| TRECHO SELECIONADO |
--*--
Agora, a decisão por inteiro.
Processo nº 69422003
Ação Penal Pública
Acusado: M. O. da C.
Vítima: L. P. A.
Vistos, etc.
Cuida-se de ação penal que move o Ministério Público contra M. O. da C., brasileiro, solteiro, garçom, filho de A. O. da C. e N. S. de O., residente e domiciliado à Rua São Luis, nº 03, Vila Isabel/Bacanga, nesta cidade, por incidência comportamental no artigo 157, c/c artigo 14, II, ambos do Digesto Penal, em face de, no dia 17 de abril de 2003, por volta das 14h50, ter assaltado, na Rua de Santana, L. P. A., mediante violência, de quem subtraiu um pingente, que estava em um cordão, no seu pescoço.
A persecução criminal teve início com a prisão em flagrante do acusado. (fls.06/08)
Recebimento da denúncia às fls. 28.
O acusado foi qualificado e interrogado ás fls. 31/32.
Defesa prévia às fls. 40.
Durante a instrução criminal foram ouvidas a vítima ( L. P. A.) (fls. 61) e as testemunhas C. A. M. P. (fls.62), A. C. M. F. (fls. 63) e F. de P. B.. (fls.102)
O Ministério Público nada requereu na fase de diligências (fls.112v.), bem assim a defesa. (fls. 125)
Na fase das alegações finais, o Ministério Público pediu a condenação do acusado, nos termos da denúncia.(fls.127/129)
A defesa, de sua parte, pediu a absolvição do acusado, alegando que o mesmo não teve qualquer participação na execução do crime.(fls100/158)
Relatados. Decido.
01. O Estado, por seu órgão oficial, denunciou M. O. C., devidamente qualificado, por incidência comportamental no artigo 157, caput, c/c artigo 14, II, ambos do CP, em face de, no dia 17 de abril de 2003, por volta das 14h30, no centro da cidade, na Rua de Santana, ter tentado subtrair um cordão e um pingente de L. P. A., fato que não se consumou em face da mobilização de populares, que lograram prender o acusado,
02. Com a prática do ato criminoso, o dever de punir do Estado sai de sua abstração hipotética e potencial para buscar existência concreta e efetiva.
--*--
| REQUISITOS DO EXERCÍCIO |
1. Indique se cada afirmação abaixo está de acordo com a decisão judicial acima, respondendo sim ou não e citando as palavras da decisão que justificam a resposta. (a) A persecução criminal começou com a prisão em flagrante do acusado. (b) O Ministério Público fez requerimentos na fase de diligências. (c) A defesa alegou que o acusado não participou da execução do crime.
2. Segundo a decisão judicial, qual é a profissão do acusado?
3. Com base no item "01." da decisão judicial, explique por que a tentativa de subtração não se consumou.
--*--
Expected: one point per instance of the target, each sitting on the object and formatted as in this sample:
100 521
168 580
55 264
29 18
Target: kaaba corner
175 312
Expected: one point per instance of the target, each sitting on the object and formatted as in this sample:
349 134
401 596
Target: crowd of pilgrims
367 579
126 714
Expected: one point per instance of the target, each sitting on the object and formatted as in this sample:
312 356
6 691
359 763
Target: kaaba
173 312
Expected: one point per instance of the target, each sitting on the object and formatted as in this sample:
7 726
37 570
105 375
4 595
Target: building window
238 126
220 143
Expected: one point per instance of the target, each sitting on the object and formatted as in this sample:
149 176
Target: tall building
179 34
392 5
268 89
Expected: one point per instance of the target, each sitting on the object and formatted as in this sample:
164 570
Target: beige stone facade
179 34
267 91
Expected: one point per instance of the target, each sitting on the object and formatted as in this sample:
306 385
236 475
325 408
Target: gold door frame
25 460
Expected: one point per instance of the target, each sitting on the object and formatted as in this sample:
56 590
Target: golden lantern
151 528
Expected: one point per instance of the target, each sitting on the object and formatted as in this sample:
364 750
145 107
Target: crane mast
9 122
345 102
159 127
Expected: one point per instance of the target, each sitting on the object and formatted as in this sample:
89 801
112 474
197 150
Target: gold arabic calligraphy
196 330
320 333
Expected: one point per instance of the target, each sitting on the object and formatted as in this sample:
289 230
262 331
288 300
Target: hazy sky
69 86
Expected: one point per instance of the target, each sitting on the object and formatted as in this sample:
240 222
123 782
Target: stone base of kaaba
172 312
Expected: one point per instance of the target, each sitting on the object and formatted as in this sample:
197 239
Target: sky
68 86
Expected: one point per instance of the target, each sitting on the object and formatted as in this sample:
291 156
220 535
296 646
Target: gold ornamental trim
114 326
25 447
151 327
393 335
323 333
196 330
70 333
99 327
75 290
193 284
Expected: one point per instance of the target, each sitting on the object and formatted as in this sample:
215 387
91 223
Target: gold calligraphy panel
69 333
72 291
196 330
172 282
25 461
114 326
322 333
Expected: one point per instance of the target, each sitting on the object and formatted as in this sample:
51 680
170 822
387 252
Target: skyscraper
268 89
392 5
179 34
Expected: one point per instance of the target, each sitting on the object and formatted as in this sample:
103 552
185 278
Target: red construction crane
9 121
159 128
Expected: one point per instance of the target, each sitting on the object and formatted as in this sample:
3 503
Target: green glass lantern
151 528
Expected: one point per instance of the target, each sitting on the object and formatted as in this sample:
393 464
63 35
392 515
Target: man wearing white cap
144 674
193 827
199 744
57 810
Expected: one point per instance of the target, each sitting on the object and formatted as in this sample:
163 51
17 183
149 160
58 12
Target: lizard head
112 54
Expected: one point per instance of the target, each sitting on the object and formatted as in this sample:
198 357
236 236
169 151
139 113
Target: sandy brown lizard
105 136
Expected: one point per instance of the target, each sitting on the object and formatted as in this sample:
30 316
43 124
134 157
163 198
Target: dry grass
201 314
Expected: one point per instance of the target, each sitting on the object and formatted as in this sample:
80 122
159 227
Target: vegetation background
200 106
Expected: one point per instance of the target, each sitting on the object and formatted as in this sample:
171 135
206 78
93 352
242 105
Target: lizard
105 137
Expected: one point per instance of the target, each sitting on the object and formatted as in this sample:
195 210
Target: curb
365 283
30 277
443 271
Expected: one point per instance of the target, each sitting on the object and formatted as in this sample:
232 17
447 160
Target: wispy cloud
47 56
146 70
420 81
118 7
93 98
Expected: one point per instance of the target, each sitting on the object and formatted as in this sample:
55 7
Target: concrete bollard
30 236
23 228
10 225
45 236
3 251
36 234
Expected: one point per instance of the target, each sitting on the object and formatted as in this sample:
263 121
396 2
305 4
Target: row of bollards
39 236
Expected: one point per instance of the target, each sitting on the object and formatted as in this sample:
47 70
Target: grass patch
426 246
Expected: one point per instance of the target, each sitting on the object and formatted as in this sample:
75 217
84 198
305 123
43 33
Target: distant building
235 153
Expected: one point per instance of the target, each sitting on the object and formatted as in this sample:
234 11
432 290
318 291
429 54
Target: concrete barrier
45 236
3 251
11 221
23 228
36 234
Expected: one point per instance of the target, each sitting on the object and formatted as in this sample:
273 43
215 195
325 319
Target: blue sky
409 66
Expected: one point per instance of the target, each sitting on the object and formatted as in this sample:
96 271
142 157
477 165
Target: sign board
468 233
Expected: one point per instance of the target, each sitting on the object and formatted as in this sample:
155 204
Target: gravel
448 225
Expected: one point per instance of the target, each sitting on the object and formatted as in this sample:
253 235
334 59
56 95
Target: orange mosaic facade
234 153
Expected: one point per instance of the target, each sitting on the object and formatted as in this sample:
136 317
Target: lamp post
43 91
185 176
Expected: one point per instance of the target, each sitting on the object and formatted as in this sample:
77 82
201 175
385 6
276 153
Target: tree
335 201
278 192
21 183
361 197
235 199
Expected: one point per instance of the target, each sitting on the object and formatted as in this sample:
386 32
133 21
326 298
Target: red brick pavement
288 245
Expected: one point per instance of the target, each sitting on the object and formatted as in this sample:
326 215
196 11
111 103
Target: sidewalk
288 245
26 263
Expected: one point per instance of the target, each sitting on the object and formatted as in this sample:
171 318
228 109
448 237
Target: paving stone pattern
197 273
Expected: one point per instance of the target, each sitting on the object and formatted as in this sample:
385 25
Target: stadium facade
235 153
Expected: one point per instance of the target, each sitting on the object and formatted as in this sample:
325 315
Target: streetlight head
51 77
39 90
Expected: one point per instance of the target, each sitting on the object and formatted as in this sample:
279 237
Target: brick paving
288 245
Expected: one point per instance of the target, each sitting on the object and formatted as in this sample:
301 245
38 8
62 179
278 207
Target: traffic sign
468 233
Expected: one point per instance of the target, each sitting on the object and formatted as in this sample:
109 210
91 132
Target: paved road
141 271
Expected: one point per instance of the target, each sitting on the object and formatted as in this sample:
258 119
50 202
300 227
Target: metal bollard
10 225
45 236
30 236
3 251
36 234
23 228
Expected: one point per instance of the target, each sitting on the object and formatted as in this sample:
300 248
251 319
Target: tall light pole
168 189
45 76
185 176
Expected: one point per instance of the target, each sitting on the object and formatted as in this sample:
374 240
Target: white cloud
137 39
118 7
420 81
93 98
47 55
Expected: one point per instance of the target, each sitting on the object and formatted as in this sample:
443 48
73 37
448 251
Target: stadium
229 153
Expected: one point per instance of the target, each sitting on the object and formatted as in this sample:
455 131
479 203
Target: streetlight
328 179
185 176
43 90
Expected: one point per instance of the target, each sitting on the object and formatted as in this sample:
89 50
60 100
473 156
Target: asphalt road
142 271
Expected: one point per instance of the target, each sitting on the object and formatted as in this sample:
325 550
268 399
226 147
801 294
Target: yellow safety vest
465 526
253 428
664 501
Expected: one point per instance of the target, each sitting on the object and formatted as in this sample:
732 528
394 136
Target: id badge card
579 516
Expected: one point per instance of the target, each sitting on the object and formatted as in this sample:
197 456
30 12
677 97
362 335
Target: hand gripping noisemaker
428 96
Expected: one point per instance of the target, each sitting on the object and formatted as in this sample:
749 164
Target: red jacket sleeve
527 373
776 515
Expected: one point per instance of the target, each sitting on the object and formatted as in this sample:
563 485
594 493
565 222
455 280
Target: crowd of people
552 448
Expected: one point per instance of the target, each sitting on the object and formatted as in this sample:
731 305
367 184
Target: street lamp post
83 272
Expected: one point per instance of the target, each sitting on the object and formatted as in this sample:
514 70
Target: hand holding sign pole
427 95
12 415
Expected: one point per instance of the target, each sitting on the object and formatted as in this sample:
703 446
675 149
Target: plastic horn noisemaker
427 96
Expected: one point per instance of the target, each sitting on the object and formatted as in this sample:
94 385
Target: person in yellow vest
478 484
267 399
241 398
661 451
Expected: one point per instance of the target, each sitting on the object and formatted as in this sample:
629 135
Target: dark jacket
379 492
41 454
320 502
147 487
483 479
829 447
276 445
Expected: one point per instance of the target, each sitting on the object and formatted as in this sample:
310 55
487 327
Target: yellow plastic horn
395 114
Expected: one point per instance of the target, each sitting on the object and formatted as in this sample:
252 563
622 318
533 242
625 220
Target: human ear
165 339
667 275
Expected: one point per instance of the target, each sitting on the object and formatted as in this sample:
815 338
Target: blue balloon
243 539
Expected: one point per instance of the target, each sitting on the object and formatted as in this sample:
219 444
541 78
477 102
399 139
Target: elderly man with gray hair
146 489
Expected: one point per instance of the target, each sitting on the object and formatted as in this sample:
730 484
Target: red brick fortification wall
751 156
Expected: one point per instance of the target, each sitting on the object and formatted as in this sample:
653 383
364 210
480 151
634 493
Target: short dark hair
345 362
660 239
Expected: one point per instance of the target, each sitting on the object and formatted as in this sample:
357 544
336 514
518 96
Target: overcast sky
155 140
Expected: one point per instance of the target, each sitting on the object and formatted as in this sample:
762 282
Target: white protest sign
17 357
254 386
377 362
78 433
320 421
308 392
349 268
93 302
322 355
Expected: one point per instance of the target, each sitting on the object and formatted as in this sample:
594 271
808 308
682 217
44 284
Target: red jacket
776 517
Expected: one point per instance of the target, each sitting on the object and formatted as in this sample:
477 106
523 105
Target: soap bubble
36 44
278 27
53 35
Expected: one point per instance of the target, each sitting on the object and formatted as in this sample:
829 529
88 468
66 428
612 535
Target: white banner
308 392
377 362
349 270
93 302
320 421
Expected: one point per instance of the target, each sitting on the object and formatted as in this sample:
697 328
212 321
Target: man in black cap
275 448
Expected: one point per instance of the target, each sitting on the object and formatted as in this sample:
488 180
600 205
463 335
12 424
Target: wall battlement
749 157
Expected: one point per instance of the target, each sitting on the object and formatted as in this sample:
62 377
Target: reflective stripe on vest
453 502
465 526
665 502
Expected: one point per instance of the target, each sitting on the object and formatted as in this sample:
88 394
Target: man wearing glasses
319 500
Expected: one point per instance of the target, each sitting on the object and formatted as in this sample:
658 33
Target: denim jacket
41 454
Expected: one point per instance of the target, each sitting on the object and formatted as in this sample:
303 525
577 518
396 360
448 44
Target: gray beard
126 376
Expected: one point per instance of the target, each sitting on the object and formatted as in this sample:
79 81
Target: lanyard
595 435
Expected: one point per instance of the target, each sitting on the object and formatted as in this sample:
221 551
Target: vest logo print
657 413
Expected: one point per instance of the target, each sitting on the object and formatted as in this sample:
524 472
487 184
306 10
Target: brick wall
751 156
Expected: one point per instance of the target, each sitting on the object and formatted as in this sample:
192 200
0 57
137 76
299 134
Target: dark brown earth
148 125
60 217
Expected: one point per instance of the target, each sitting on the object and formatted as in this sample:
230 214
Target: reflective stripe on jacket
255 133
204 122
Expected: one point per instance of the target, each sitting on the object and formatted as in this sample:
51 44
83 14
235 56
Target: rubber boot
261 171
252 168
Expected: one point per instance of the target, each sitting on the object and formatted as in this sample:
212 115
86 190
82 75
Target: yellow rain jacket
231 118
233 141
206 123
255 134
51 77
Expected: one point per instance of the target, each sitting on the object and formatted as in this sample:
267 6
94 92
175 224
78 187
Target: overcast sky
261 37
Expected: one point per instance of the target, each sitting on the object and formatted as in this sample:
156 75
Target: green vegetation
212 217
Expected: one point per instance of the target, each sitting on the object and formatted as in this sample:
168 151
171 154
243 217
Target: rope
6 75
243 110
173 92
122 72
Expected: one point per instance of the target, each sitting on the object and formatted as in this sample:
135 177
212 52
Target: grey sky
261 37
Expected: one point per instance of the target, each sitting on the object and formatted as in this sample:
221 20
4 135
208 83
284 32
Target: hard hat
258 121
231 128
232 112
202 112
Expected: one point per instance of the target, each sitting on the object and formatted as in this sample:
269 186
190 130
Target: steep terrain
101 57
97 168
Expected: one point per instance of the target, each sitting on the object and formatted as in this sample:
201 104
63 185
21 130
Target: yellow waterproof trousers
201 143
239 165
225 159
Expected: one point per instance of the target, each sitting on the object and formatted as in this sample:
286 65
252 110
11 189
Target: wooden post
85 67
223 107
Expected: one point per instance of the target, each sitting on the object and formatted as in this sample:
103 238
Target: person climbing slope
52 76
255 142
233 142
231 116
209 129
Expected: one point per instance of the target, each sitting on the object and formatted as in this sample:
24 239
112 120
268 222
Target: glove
--*--
| RESPOSTAS |
1.
(a) Sim: "A persecução criminal teve início com a prisão em flagrante do acusado."
(b) Não: "O Ministério Público nada requereu na fase de diligências"
(c) Sim: "alegando que o mesmo não teve qualquer participação na execução do crime"

2. O acusado é garçom.

3. A subtração não se consumou por causa da mobilização de populares, que conseguiram prender o acusado.